§ Work required
Output every line of the material exactly, omitting images.

§ Excerpts from point annotation data
====

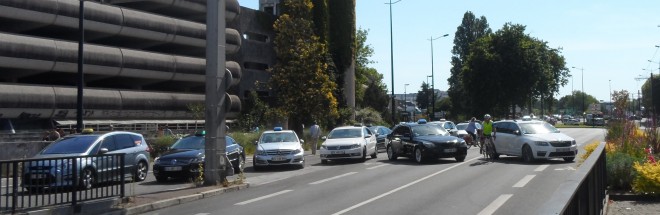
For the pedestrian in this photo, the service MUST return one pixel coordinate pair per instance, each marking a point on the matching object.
(315, 131)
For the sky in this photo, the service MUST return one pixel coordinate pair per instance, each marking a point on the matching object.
(612, 41)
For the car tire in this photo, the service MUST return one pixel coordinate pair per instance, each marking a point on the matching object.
(87, 178)
(141, 171)
(527, 154)
(240, 164)
(419, 156)
(390, 153)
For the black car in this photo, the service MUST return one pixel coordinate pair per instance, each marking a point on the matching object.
(186, 157)
(422, 141)
(381, 136)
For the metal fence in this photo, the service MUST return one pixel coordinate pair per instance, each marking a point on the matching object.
(36, 183)
(584, 191)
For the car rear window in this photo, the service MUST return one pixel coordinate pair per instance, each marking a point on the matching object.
(70, 145)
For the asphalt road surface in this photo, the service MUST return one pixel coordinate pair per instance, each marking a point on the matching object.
(379, 186)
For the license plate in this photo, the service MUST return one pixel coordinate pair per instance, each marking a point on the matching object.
(279, 158)
(37, 176)
(563, 149)
(173, 168)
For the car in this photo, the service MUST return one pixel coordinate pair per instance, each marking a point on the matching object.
(424, 141)
(185, 158)
(533, 140)
(278, 147)
(381, 136)
(94, 168)
(449, 126)
(348, 142)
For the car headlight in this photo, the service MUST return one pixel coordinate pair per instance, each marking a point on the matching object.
(541, 143)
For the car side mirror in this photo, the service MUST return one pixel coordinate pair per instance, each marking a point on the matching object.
(103, 151)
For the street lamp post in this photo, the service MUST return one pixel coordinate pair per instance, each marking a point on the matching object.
(392, 59)
(432, 77)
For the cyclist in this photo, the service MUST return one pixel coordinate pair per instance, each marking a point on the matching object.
(488, 131)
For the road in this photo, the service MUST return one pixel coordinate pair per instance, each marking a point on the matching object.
(379, 186)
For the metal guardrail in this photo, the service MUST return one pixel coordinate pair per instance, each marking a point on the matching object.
(584, 191)
(36, 183)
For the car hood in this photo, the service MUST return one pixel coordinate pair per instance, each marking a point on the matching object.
(182, 153)
(551, 137)
(343, 141)
(280, 145)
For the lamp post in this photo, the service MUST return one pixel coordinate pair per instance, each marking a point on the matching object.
(392, 59)
(583, 94)
(432, 76)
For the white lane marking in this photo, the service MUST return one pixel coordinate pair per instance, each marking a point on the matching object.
(490, 209)
(263, 197)
(400, 188)
(524, 181)
(333, 178)
(374, 167)
(541, 168)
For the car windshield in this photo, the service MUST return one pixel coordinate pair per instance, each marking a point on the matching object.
(537, 128)
(278, 137)
(190, 142)
(345, 133)
(71, 145)
(428, 130)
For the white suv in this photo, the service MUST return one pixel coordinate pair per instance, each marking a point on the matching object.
(533, 140)
(349, 142)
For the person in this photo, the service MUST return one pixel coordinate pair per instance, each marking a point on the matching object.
(488, 131)
(472, 129)
(315, 131)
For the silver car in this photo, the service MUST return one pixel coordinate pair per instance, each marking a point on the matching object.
(278, 147)
(55, 165)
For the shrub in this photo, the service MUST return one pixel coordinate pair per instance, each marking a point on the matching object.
(647, 180)
(620, 171)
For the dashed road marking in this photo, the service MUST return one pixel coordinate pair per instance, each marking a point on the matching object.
(524, 181)
(263, 197)
(333, 178)
(490, 209)
(541, 168)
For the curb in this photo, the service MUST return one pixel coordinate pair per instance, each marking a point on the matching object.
(180, 200)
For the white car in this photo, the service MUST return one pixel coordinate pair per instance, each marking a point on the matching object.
(279, 147)
(348, 142)
(532, 140)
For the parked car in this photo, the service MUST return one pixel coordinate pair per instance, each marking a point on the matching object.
(532, 140)
(185, 158)
(278, 147)
(449, 126)
(423, 141)
(348, 142)
(381, 136)
(53, 172)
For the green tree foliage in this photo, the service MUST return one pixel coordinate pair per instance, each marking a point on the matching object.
(470, 30)
(304, 89)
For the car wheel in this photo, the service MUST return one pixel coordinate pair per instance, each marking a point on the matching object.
(527, 155)
(240, 164)
(141, 171)
(419, 157)
(390, 153)
(87, 178)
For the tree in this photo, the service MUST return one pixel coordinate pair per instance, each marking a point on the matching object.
(470, 30)
(304, 89)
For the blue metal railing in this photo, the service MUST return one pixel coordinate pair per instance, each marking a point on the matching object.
(36, 183)
(584, 191)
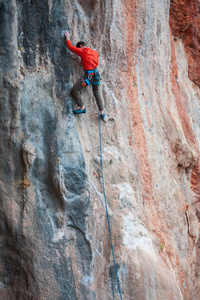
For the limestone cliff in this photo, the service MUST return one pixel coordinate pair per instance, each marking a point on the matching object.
(55, 243)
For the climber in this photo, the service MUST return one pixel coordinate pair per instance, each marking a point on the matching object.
(90, 61)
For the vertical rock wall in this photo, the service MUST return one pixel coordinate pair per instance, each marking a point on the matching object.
(53, 229)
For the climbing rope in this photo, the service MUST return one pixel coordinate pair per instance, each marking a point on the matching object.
(107, 210)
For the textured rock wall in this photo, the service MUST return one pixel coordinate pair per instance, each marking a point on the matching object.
(54, 235)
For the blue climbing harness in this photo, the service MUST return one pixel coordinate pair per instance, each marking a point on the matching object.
(91, 76)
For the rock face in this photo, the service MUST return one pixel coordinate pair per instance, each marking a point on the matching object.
(54, 236)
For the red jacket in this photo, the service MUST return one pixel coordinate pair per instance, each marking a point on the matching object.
(89, 57)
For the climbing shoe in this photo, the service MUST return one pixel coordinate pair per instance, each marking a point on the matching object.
(79, 111)
(104, 117)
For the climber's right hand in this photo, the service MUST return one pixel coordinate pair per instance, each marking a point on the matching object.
(67, 35)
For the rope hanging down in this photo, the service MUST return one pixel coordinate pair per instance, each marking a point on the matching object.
(107, 210)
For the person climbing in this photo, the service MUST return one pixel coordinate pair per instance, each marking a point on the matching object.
(90, 61)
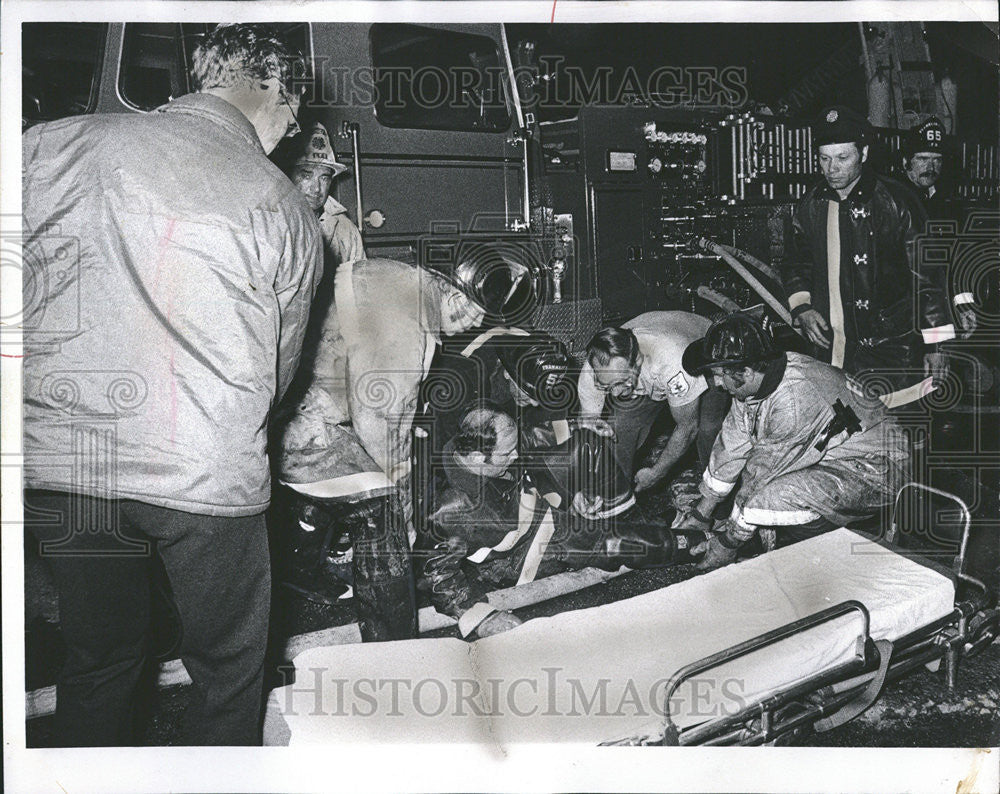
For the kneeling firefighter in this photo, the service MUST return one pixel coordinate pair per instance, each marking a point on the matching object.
(345, 441)
(495, 523)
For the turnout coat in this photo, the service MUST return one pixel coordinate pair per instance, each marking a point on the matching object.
(854, 260)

====

§ Exercise output
For the pedestrian in this photo, the service MUST return one pixel coordinate pair per instance, each marking a point on the matching object.
(315, 131)
For the sky in this photo, the service MUST return one pixel coordinate pair per instance, each marking a point on the matching object.
(612, 41)
For the car tire in this photo, the service MUST return one pixel coordinate pair per instance, each marking a point on the matching object.
(87, 178)
(141, 171)
(527, 154)
(240, 164)
(419, 156)
(390, 153)
For the black car in this photo, the service MUST return one pixel coordinate pair per instance, each marking a point on the matching object.
(186, 157)
(422, 141)
(381, 136)
For the metal fence in this photo, the service MUST return one pixel coordinate pair per instance, each marking a point on the matching object.
(36, 183)
(584, 191)
For the car rear window in this photo, the service MUST return one pixel coordinate pair per instance, each marking a point on the matching object.
(70, 145)
For the asphalt road surface in this photo, the service MUST return one pixel coordinate pair per instance, each marking a point on the matching object.
(379, 186)
For the license plate in this photo, the service MUST return one pixel coordinate pair per instance, each marking a point on the matching object.
(279, 158)
(37, 176)
(563, 149)
(173, 168)
For the car in this photo, the service MUST return one pixel coordinate pair per instance, each marking a point on the matching object.
(424, 141)
(185, 158)
(533, 140)
(278, 147)
(381, 136)
(94, 168)
(449, 126)
(348, 142)
For the car headlight in this photo, the service MUST return one pixel coordinate pair per instance, each marking a point on the matching object.
(541, 143)
For the car side mirror in this photo, the service MUST return one pixel coordinate pair per instance, each marking a point on the matching object.
(103, 151)
For the street lamp post in this photo, the service MUST return one pixel coordinate pair per instance, each marking a point on the matching object.
(392, 59)
(432, 77)
For the cyclist in this photo, the service MUST return one pixel coordinate pair per instance, each marking a point on the matching object.
(488, 131)
For the road in this photo, the service MUST return one pixel coordinate pair per instance, each marking a point on the matching object.
(379, 186)
For the metal guardrail in this photo, the service MUST return one pixel coordinate pair per instance, each marking a point on the matching object.
(584, 191)
(36, 183)
For the car hood in this photo, the service MUST return one pixel coordinate pair per instance, each marking a point on the matching object.
(182, 153)
(551, 137)
(343, 141)
(280, 145)
For the lamp post in this photo, the service MUST return one pixel coordinate pair per instance, each marking a point on the matching object.
(392, 59)
(583, 94)
(432, 76)
For the white lane marking in this photo, the service MUST return one pixel coordinate pair per instance, each marking a point on the matching object.
(490, 209)
(263, 197)
(400, 188)
(524, 181)
(333, 178)
(374, 167)
(541, 168)
For the car windshield in this photo, the service MUST return one pixel coordinate pair per instance, each marking a point on the matching object.
(537, 128)
(278, 137)
(190, 142)
(345, 133)
(71, 145)
(428, 130)
For the white suv in this photo, the service MUST return one pixel coordinate pair per instance, each marking a point on the matching object.
(533, 140)
(349, 142)
For the person in this photo, the service MUST return one pixel coordinate pair per instance, each marking a point on the matching object.
(488, 131)
(472, 129)
(315, 131)
For the silver car in this photo, the service MUST return one pixel coordinate pair per instance, each marking a point on the matching object.
(278, 147)
(55, 165)
For the shrub in this photo, the service MUST return one pixel coordinate pair per instance, each marking a point on the matching object.
(647, 180)
(620, 171)
For the dashed road marking in this photo, the service MUST return one pixel coordinate pair per instance, each marking a point on the matching object.
(524, 181)
(263, 197)
(333, 178)
(490, 209)
(541, 168)
For the curb in this photo, the service MUST return one pixel coordinate pair per instance, each marking a point on the matching object.
(180, 200)
For the white car in this photo, the service MUST return one pixel coordinate pair per instance, each marking a point on the matching object.
(279, 147)
(348, 142)
(532, 140)
For the parked car in this photo, the service MUST return one pixel coordinate pair per instance, each marking a point on the matching object.
(532, 140)
(185, 158)
(278, 147)
(449, 126)
(423, 141)
(348, 142)
(381, 136)
(53, 172)
For the green tree foliage in this photo, the service MUST return one pixel coordinate pair per instance, each marking a point on the matching object.
(470, 30)
(304, 89)
For the car wheel in this photo, the service MUST return one pixel coordinate pair per instance, each marking a point on the matching object.
(527, 155)
(240, 164)
(141, 171)
(419, 157)
(390, 153)
(87, 178)
For the tree in this photo, the service MUST return one pixel coordinate pair per instance, each marking a point on the matching object.
(470, 30)
(304, 89)
For the blue metal railing in this photo, the service MUST return one pixel coordinate pair per instance, each marking a point on the matching object.
(36, 183)
(584, 191)
For the limestone cliff in this photo, the service MUST return one pixel coordinate pair per instance, each marking a point on the matching object.
(55, 243)
For the climber in this photo, the service MUST return one pixel coordinate pair per instance, each marking a point on the matching object.
(90, 61)
For the vertical rock wall in this photo, the service MUST return one pixel coordinate pair per instance, each marking a point on the matching object.
(53, 229)
For the climbing rope in this photo, the service MUST return one pixel coordinate pair per instance, each marking a point on the matching object.
(107, 210)
For the textured rock wall in this photo, the service MUST return one pixel coordinate pair per instance, each marking a point on the matching object.
(54, 235)
For the blue climbing harness in this photo, the service MUST return one pixel coordinate pair per instance, each marking a point on the matching object.
(91, 76)
For the rock face in this photo, the service MUST return one pixel coordinate pair per instance, each marking a point on the matching object.
(54, 236)
For the red jacket in this photo, the service MUST return one pixel coordinate pair per instance, each marking a point on the matching object.
(89, 57)
For the climbing shoe in this photo, the service MUST return one pixel coordinate pair per instance, each marking a point on the matching object.
(79, 111)
(104, 117)
For the climber's right hand in this photo, the service MUST return one pixel coordinate pair per instance, each marking a point on the matching object.
(67, 35)
For the rope hanging down in this photo, the service MUST return one pixel coordinate pair per instance, each marking a point on the matching object.
(107, 210)
For the person climbing in this photo, the service MUST return one pixel coordinate pair per instance, each marking a point on the matching object.
(90, 61)
For the kneeling firefighter in this photo, the service MUST return one pixel coordinate pair per instance, each marking a point on the matching object.
(345, 441)
(495, 523)
For the turnout coat in this photo, the service MUST return one pixel coordinate pair per instance, each marking a point on the matching object.
(854, 260)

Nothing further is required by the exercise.